## Given task
Without the pictures, set down the records below word for word.

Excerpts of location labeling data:

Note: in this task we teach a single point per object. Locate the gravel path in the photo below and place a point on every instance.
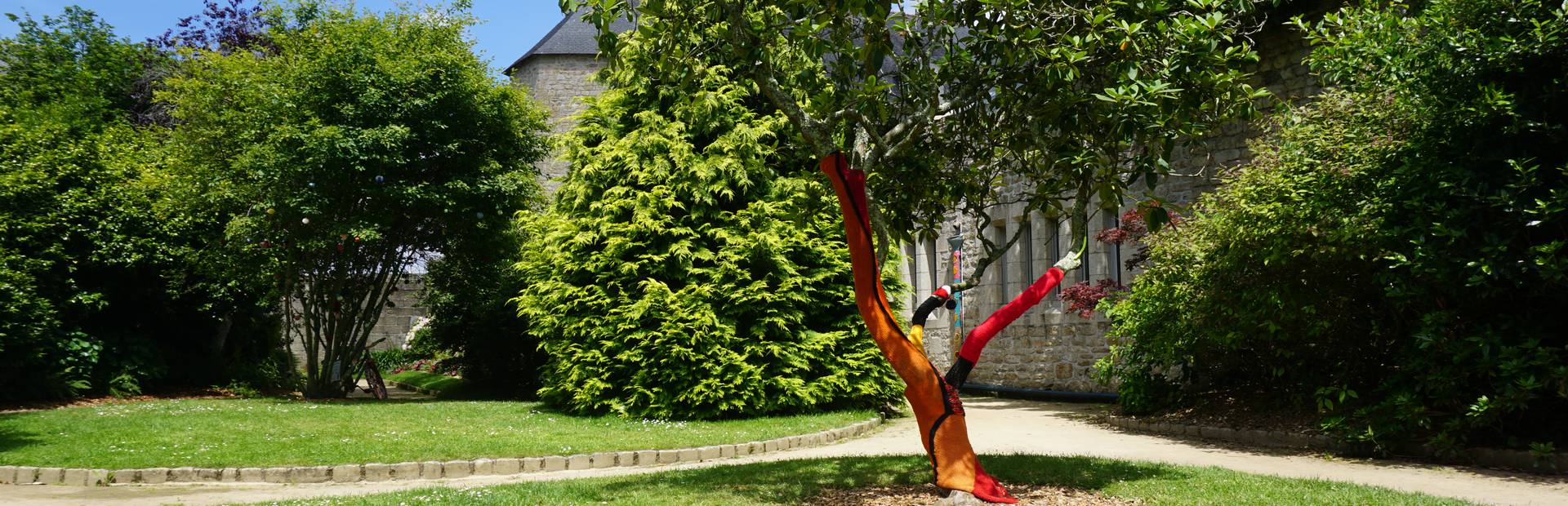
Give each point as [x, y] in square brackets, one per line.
[996, 427]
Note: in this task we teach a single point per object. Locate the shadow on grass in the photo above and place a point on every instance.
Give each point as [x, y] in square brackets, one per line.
[795, 482]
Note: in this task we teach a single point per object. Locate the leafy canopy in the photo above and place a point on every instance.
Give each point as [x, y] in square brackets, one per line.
[363, 143]
[681, 274]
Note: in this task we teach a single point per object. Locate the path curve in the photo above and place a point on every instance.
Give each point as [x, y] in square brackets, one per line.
[998, 427]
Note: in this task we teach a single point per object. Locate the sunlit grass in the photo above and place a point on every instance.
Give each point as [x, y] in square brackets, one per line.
[259, 433]
[797, 482]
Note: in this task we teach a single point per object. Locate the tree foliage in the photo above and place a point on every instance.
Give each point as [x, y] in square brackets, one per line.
[104, 291]
[1394, 254]
[681, 274]
[964, 105]
[363, 143]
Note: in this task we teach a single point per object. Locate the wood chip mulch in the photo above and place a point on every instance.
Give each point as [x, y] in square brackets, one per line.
[925, 495]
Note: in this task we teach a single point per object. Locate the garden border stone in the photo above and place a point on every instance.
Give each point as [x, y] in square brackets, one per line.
[429, 468]
[1494, 458]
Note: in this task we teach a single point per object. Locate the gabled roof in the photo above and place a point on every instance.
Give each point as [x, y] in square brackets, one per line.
[571, 37]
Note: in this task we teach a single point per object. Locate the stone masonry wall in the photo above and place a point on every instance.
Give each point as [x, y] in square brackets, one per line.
[1048, 348]
[560, 83]
[395, 322]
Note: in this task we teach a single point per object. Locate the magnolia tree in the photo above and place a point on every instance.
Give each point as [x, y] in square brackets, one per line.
[964, 105]
[344, 151]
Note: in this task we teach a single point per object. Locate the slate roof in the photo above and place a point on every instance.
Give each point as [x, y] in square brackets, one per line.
[571, 37]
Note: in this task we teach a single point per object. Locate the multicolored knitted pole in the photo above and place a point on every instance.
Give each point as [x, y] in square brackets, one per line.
[937, 406]
[969, 354]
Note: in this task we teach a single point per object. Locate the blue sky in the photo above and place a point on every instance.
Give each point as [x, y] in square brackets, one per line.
[510, 27]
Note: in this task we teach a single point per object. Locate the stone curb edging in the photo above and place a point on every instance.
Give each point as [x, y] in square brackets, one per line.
[1515, 459]
[421, 470]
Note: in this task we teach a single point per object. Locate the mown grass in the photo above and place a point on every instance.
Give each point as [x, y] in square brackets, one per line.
[797, 482]
[261, 433]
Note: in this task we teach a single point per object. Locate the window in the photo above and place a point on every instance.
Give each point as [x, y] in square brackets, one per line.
[1109, 220]
[1026, 253]
[930, 267]
[1000, 238]
[1056, 255]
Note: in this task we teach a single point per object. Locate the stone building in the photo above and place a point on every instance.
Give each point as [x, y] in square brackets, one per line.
[559, 74]
[1046, 348]
[1049, 348]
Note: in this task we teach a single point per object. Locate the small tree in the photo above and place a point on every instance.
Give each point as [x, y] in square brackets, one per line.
[359, 144]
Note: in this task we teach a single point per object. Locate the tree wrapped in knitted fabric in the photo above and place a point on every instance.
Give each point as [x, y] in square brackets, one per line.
[937, 406]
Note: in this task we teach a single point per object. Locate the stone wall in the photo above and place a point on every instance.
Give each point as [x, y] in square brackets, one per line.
[1048, 348]
[560, 83]
[395, 322]
[1045, 348]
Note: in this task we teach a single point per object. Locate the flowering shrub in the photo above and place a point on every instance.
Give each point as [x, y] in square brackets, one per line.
[429, 366]
[1084, 298]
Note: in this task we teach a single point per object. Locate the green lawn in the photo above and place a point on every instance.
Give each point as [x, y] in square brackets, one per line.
[259, 433]
[797, 482]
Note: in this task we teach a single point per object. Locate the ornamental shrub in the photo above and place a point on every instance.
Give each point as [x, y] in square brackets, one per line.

## Solution to the exercise
Note: in this task we teach a single point per object. Locate the gravel path in the photo below and place a point on every instance.
Give each point as [x, y] in square brackets, one per line.
[996, 427]
Note: in this task we teach a single point per object. Locate the shadow on grass in the photo above and place a point on every instance.
Give each point as [x, y] in square brackets, one per line.
[795, 482]
Note: in this task we teach a single point per object. Locate the leafy canopy in the photo above and place a point on every instance.
Give each point as [x, y] in square brackets, one per line.
[363, 143]
[681, 274]
Note: in this task we teach a single point per object. Locate the path curve in the photo above and place a point on every instance.
Give each point as [x, y] in square brackets, one per line.
[998, 427]
Note: in this task we teach a single point per object. Locate the sunlit grass in the photo above and place a point on every instance.
Give each point as [x, y] in square brackets, one per line.
[259, 433]
[797, 482]
Note: in this task we teach a single point per object. Locate the tree foliage in the photo above and place a point on every instance.
Give each point as [x, y] in square brackets, one per line.
[104, 291]
[1394, 254]
[681, 274]
[964, 105]
[363, 143]
Note: in this task we teach a single point per object. Locate the wood chip mulch in the photo above and place a point on every instance.
Give each point as [x, y] in square brackets, one per line.
[925, 495]
Note: in this task we teach a single point per object. Locate the garden border stone in the photo above and place a point on every instance.
Give each point as [x, y] in square brackets, one per line.
[429, 468]
[1494, 458]
Note: in this task we teach a single point per object. Locate the gabled roof in the photo above and place a point on every instance.
Give each point as [x, y] in square brackets, one per line.
[571, 37]
Note: in this task we teach a single point per object. Locate the stone masonry wall in the photo above and place a point on every instance.
Give each point as [x, y] in square brackets, one per line.
[1048, 348]
[560, 83]
[395, 322]
Note: in this task we teach a single point per object. Locate the magnolia tree in the photo above and place a point on every instance.
Give each point as [x, y] in square brackets, one per line.
[964, 105]
[344, 151]
Note: in this task we teach a single point per object. Locate the slate roof in the photo above and place a point on every instance.
Give each point as [x, y] in square brackets, one per line.
[571, 37]
Note: in this task we teach a single point per object. Locate the multicolored knitted pole in the photo above and place a point on every instance.
Give each point as [x, y] in square brackets, one per line.
[937, 406]
[969, 354]
Note: in this task we teach a single point per object. Locate the blue sky in the photo above and place a point on every instance.
Give each point as [x, y] in square brackets, one per line.
[510, 27]
Note: in this task we teach a single point per object. Locate the stone curb edging in the photo above and place a point on every instance.
Give each point as [x, y] in square brackets, one per line.
[1515, 459]
[421, 470]
Note: in this task we teach a single point per object. Locate the mown grass in the photo above and place a point on every instance.
Give each point as [x, y] in square brackets, one per line.
[797, 482]
[261, 433]
Note: in this task we teach a single point per object. Locate the window in the photo above and place a point on every instance.
Give each point as [x, y] in square brackets, one per line.
[1109, 220]
[1026, 253]
[930, 267]
[1000, 238]
[1056, 255]
Note: in this task we teach a single point per object. Locate the stone building in the photo above and place a point on every instance.
Give each point as [x, y] in square brackets, one per line.
[559, 74]
[1046, 348]
[1049, 348]
Note: in this task we teach a single point per object. Locate the small tree in the photo above and place a point on every instance.
Give each point as [x, y] in square brackets, one per line.
[359, 144]
Note: in this task we teach a single point per object. Locate the tree wrapped in knitted fabric in the photo above and place a point on every instance.
Give each point as [x, y] in square brackets, one per line.
[937, 406]
Note: in this task we teach a single point per object. Locate the stone wall in the photo above and place a point on every instance.
Give each point as [x, y] in square brackets, one per line.
[1048, 348]
[560, 83]
[395, 322]
[1045, 348]
Note: in this task we teach a single point per object. Locate the flowering shrub in the photo above and place a point on every instance.
Give each point as [x, y] in square brackets, one per line.
[429, 366]
[1084, 298]
Note: in this task we teach a single point per object. Locate the green lawn in the photo above and place a point on every instance.
Give each point as [x, y] in square brackets, one per line.
[259, 433]
[797, 482]
Note: in this task we teach a single point per object. Locate the ornamental shrub in the photo above and place a point on every instance.
Give each point as [x, y] in square brackets, one per line.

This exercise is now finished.